** Start of Exercise materials **

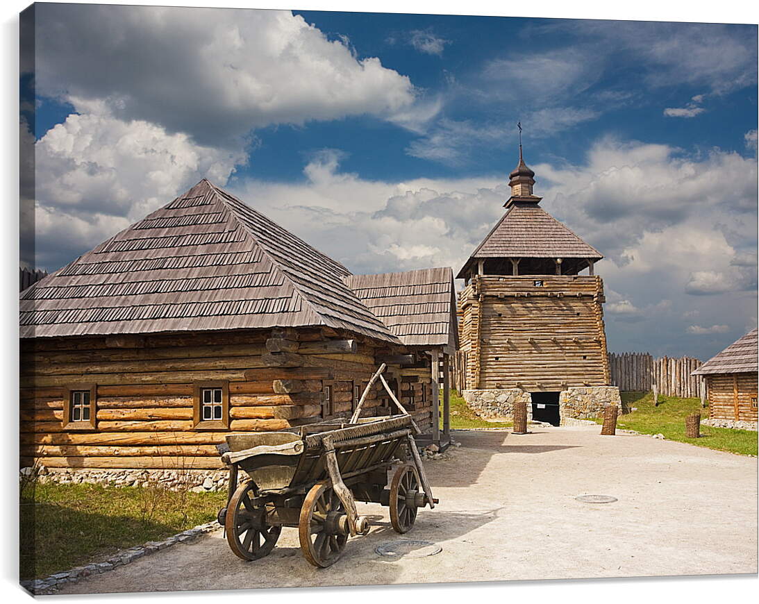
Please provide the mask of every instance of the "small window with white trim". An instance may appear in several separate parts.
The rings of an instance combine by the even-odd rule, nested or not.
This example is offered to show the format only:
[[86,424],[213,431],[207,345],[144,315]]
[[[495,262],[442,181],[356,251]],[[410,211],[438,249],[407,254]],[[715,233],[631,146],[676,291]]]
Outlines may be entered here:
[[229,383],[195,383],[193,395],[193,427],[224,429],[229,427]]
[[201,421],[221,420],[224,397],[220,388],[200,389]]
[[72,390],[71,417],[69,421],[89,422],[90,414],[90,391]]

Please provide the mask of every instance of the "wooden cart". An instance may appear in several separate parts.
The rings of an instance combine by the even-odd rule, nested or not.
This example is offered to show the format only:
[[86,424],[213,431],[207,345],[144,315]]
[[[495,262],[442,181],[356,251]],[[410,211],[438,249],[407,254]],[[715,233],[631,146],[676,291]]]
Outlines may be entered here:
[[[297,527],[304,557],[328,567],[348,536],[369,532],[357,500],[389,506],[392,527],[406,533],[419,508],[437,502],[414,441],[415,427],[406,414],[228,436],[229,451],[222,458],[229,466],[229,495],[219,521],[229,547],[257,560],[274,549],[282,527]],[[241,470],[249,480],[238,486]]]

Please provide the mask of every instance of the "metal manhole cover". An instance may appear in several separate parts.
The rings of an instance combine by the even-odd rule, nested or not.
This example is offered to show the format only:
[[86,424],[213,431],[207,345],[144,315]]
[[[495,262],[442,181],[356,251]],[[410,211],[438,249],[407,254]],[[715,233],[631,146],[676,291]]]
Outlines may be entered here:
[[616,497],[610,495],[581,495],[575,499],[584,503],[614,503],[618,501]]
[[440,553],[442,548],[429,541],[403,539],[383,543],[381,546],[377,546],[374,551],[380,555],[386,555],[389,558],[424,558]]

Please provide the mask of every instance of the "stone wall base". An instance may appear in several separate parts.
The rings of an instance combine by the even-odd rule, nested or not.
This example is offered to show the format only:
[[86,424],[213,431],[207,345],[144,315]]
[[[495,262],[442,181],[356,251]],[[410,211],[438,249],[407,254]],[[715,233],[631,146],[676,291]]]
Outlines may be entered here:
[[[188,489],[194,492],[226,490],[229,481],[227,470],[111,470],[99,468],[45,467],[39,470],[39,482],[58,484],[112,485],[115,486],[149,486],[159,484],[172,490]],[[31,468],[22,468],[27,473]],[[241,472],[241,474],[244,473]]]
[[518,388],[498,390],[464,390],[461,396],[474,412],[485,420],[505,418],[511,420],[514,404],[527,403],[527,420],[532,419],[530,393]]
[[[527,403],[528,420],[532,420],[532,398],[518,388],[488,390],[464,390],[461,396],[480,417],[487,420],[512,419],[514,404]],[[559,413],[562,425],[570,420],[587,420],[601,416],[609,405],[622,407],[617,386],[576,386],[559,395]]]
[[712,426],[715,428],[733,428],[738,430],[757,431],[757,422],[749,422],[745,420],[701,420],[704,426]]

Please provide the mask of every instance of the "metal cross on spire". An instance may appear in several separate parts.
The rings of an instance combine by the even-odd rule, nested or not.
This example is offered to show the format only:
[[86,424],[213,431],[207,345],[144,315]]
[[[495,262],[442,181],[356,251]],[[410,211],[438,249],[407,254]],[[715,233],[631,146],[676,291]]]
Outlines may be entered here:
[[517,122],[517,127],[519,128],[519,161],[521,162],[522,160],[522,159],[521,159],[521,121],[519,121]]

** End of Exercise materials **
** Start of Exercise materials **

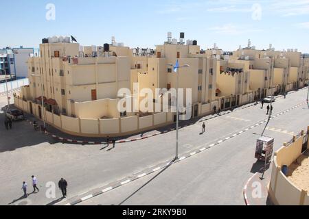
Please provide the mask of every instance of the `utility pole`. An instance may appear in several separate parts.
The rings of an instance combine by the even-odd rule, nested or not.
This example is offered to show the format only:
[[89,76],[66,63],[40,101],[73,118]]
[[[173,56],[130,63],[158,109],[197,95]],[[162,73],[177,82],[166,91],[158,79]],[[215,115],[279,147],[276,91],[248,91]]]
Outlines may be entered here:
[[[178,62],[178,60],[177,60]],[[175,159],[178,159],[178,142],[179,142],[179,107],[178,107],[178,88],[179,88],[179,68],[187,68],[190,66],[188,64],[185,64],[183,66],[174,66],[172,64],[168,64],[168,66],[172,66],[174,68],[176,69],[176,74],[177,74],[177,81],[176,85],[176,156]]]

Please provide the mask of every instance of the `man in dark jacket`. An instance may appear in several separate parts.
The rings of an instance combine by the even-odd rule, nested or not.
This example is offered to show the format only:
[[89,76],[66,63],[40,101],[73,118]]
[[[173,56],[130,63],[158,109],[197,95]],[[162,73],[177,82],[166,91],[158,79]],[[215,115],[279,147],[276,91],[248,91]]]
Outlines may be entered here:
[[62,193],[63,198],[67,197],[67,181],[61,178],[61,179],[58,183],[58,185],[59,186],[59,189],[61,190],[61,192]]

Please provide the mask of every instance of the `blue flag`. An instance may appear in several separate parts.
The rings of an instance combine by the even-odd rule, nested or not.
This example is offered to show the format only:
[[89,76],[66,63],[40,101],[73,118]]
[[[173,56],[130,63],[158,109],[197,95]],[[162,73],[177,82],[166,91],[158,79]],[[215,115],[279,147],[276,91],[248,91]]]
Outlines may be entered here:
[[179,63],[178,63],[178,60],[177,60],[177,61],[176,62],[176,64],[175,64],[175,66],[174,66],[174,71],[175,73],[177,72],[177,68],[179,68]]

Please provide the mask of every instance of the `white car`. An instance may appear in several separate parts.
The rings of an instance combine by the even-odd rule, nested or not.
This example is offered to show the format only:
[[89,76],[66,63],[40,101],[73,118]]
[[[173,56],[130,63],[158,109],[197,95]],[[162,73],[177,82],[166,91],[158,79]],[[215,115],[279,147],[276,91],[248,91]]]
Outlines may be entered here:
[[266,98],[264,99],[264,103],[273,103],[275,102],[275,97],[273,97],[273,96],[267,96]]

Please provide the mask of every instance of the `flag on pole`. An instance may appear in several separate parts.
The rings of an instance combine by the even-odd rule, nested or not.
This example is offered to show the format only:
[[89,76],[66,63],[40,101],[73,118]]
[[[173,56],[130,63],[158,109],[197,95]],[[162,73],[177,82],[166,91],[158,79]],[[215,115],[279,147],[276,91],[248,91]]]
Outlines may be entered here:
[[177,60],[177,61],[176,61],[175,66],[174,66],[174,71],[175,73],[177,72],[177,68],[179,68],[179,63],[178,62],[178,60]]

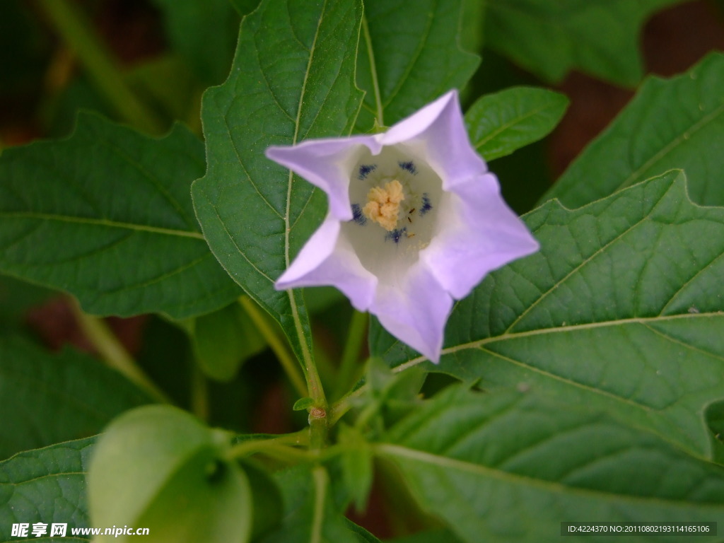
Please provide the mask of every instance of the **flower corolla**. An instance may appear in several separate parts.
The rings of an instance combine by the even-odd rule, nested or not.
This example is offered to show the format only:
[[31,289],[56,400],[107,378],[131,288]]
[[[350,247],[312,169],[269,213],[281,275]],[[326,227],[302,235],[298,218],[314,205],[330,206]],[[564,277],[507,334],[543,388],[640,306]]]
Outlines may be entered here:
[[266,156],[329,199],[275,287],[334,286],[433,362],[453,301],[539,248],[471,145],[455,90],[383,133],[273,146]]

** End of Exercise materials **

Job:
Could you edit the records from the line with "window with white" up to and including the line with "[[201,421],[221,420],[224,397],[220,388],[200,389]]", replacing "separate parts" with "disjoint pieces" and leaving everything else unchanged?

Solution to the exercise:
Please provide the mask of every instance of the "small window with white trim". An instance may appear in several disjoint pieces.
The rings of an instance combine by the even-odd rule, nested or not.
This example is offered to show the format only:
[[86,424],[213,431],[207,345],[144,315]]
[[[495,262],[442,181],[356,251]],[[410,211],[438,249],[407,254]],[[715,233],[631,146],[676,291]]]
Outlines may be entered here:
[[229,383],[195,383],[193,395],[193,427],[224,429],[229,427]]
[[201,421],[221,420],[224,397],[220,388],[200,389]]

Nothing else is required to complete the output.